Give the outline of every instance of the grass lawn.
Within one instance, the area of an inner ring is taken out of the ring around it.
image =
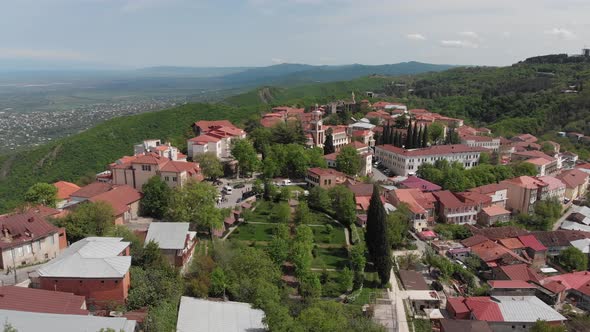
[[[344,228],[339,225],[332,225],[332,230],[330,232],[326,232],[326,227],[324,226],[311,226],[313,230],[313,238],[315,243],[322,245],[322,244],[332,244],[332,245],[343,245],[346,244],[344,239]]]
[[[314,258],[312,267],[340,270],[347,266],[348,251],[344,248],[318,248],[318,256]]]
[[[270,241],[273,238],[276,225],[242,224],[229,236],[232,240],[241,241]]]

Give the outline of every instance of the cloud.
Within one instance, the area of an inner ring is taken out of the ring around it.
[[[573,40],[577,38],[575,33],[564,28],[553,28],[545,31],[545,34],[555,36],[562,40]]]
[[[85,57],[77,52],[66,50],[36,50],[24,48],[0,48],[0,58],[4,59],[47,59],[47,60],[83,60]]]
[[[473,31],[462,31],[462,32],[459,32],[459,35],[466,37],[466,38],[479,39],[479,35],[477,34],[477,32],[473,32]]]
[[[408,39],[408,40],[426,40],[426,37],[424,37],[424,35],[421,33],[409,33],[406,35],[406,39]]]
[[[479,45],[469,40],[441,40],[440,46],[446,48],[478,48]]]

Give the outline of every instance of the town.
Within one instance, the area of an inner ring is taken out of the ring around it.
[[[590,163],[370,99],[194,119],[186,146],[33,185],[0,216],[5,328],[587,327]]]

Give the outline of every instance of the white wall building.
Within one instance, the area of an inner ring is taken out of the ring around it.
[[[375,155],[385,167],[396,175],[414,175],[418,167],[425,163],[434,164],[437,160],[447,160],[449,163],[459,162],[469,169],[477,166],[481,152],[487,151],[481,147],[470,147],[463,144],[435,145],[423,149],[406,150],[393,145],[375,147]]]

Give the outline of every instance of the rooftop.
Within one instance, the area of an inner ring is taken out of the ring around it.
[[[119,256],[129,247],[123,238],[87,237],[73,243],[57,258],[42,265],[39,276],[52,278],[122,278],[131,256]]]
[[[256,332],[266,331],[264,312],[249,303],[211,301],[183,296],[178,310],[177,331]]]
[[[84,296],[17,286],[0,287],[0,309],[88,315]]]
[[[187,222],[152,222],[145,243],[154,241],[160,249],[184,249],[188,230]]]

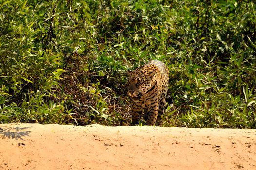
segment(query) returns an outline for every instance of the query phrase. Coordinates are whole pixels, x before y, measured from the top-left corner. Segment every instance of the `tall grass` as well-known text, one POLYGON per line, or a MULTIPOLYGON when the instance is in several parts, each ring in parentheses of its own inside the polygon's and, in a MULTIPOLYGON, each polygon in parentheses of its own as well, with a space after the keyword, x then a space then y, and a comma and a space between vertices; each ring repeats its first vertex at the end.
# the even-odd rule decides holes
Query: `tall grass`
POLYGON ((251 1, 0 0, 0 121, 130 125, 127 72, 170 70, 164 126, 256 128, 251 1))

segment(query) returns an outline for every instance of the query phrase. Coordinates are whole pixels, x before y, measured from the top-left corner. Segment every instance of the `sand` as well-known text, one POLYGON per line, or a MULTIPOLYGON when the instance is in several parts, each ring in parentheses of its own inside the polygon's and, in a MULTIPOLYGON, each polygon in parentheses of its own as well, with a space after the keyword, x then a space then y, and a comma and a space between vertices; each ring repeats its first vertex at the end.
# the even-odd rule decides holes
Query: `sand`
POLYGON ((256 130, 0 124, 0 170, 256 170, 256 130))

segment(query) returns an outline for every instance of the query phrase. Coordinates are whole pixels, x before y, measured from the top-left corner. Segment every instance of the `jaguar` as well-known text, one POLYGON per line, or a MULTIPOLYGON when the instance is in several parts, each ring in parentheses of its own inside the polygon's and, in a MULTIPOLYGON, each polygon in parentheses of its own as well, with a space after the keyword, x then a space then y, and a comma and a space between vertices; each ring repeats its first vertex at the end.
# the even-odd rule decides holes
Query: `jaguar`
POLYGON ((165 108, 169 82, 166 65, 150 61, 129 73, 128 95, 131 99, 133 124, 138 124, 143 114, 147 125, 159 125, 165 108))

========================================

*WHAT IS ASKED*
Please change every "instance" in all the items above to "occurrence", rewriting them with everything else untouched. Leave the pictures out of your answer.

*RESPONSE*
Give the outline of every occurrence of the grass lawn.
Within one occurrence, the area of an inner ring is taken out of the ring around it.
image =
[[[344,228],[339,225],[332,225],[332,230],[330,232],[326,232],[326,227],[324,226],[311,226],[313,230],[313,238],[315,243],[322,245],[322,244],[332,244],[332,245],[343,245],[346,244],[344,239]]]
[[[314,258],[312,267],[340,270],[347,266],[348,251],[344,248],[318,248],[318,256]]]
[[[270,241],[273,238],[276,225],[242,224],[229,236],[232,240],[241,241]]]

Give the outline of every occurrence of the cloud.
Within one occurrence, the area of an inner ring is taken out of the ring around it.
[[[573,40],[577,38],[575,33],[564,28],[553,28],[545,31],[545,34],[555,36],[562,40]]]
[[[85,57],[77,52],[66,50],[36,50],[24,48],[0,48],[0,58],[4,59],[47,59],[47,60],[83,60]]]
[[[473,31],[462,31],[462,32],[459,32],[459,35],[466,37],[466,38],[479,39],[479,35],[477,34],[477,32],[473,32]]]
[[[408,39],[408,40],[426,40],[426,37],[424,37],[424,35],[421,33],[409,33],[406,35],[406,39]]]
[[[479,45],[469,40],[441,40],[440,46],[446,48],[478,48]]]

Give the outline of every occurrence of the town.
Within one occurrence, the area of an inner ring is taken out of the ring around it.
[[[590,163],[370,99],[194,119],[186,146],[33,185],[0,216],[5,328],[587,327]]]

Give the outline of every occurrence of the white wall building.
Within one occurrence, the area of an inner ring is taken out of the ring around it.
[[[375,155],[385,167],[396,175],[414,175],[418,167],[425,163],[434,164],[437,160],[447,160],[449,163],[459,162],[469,169],[477,166],[481,152],[487,151],[481,147],[470,147],[463,144],[435,145],[423,149],[406,150],[393,145],[375,147]]]

Give the outline of every occurrence of the rooftop.
Within one occurrence, the area of an inner ring is taken out of the ring around it.
[[[119,256],[129,247],[123,238],[87,237],[73,243],[57,258],[42,265],[39,276],[52,278],[122,278],[131,256]]]
[[[256,332],[266,331],[264,312],[249,303],[211,301],[183,296],[178,310],[177,331]]]
[[[84,296],[17,286],[0,287],[0,309],[88,315]]]
[[[187,222],[152,222],[145,243],[154,241],[160,249],[184,249],[188,230]]]

segment(query) returns an outline for every occurrence of the query phrase. Coordinates are whole pixels, x before y, measured from the top-left corner. Segment every occurrence of the `tall grass` as well-known text, one POLYGON per line, or a MULTIPOLYGON when the occurrence is in several parts, each ring in parentheses of its own inside the polygon's and, in a MULTIPOLYGON, each polygon in parentheses of its own as well, with a space after the keyword, x then a space then y, and a comma and a space between vertices; each ring repeats its first vertex at the end.
# the even-odd rule decides holes
Query: `tall grass`
POLYGON ((251 1, 0 0, 0 121, 130 125, 127 72, 170 70, 164 126, 256 128, 251 1))

segment(query) returns an outline for every occurrence of the query phrase. Coordinates are whole pixels, x before y, measured from the top-left corner. Segment every occurrence of the `sand` as well-known text, one POLYGON per line, or a MULTIPOLYGON when the occurrence is in several parts, each ring in parentheses of its own inside the polygon's and, in a MULTIPOLYGON, each polygon in parentheses of its own as well, with a space after the keyword, x then a space then y, and a comma and a space between vertices; each ring repeats its first vertex at the end.
# the even-odd rule decides holes
Query: `sand`
POLYGON ((256 130, 0 124, 0 170, 256 170, 256 130))

segment(query) returns an outline for every occurrence of the query phrase. Coordinates are whole pixels, x before y, measured from the top-left corner. Segment every occurrence of the `jaguar` as well-known text, one POLYGON per line, or a MULTIPOLYGON when the occurrence is in several parts, each ring in parentheses of its own inside the polygon's and, in a MULTIPOLYGON, each polygon in parentheses of its own as well, with a space after the keyword, x then a space then y, and a comma and a space between vertices; each ring repeats its first vertex at the end.
# the even-odd rule decides holes
Query: `jaguar`
POLYGON ((165 108, 169 82, 166 65, 150 61, 129 73, 128 95, 131 99, 133 124, 138 124, 143 114, 147 125, 159 125, 165 108))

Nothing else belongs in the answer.